● Requirements
Display each line of the data below that contains the string "shown", reproducing every such line in full.

○ ○ ○ ○ ○

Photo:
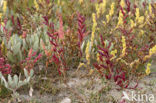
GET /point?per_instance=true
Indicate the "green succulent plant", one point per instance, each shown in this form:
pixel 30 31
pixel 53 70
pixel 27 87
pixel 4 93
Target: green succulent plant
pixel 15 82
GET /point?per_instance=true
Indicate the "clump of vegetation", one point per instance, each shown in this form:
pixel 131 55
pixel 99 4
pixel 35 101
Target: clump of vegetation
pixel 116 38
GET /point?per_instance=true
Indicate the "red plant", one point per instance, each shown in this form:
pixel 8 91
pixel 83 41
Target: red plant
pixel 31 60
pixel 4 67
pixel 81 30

○ ○ ○ ○ ○

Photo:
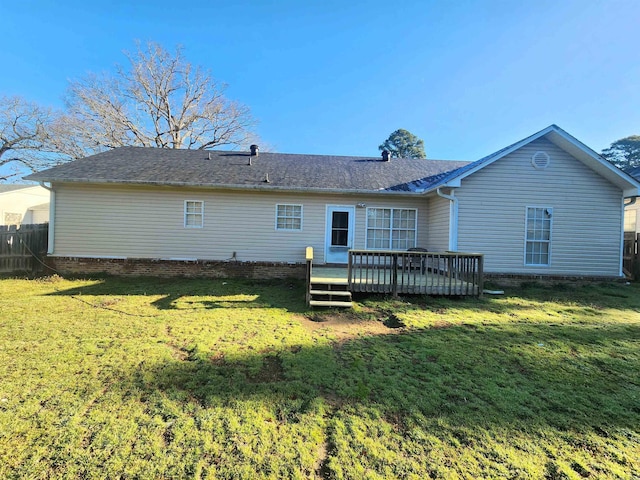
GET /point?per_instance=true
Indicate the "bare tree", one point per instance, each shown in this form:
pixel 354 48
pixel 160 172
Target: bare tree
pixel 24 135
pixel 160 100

○ ○ ○ ○ ○

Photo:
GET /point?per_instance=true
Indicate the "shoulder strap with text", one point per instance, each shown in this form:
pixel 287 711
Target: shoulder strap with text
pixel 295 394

○ ○ ○ ○ ○

● Reply
Indicate the "green succulent plant", one point per instance, each shown in this form:
Indicate the "clump of vegetation", one point per instance, each shown in this form:
Indicate the "red plant", one point per instance, each shown in this form:
Indicate the "bare tree", one point per instance, each shown in this form:
Indicate the "shoulder strap with text", one point per instance, each shown in this form:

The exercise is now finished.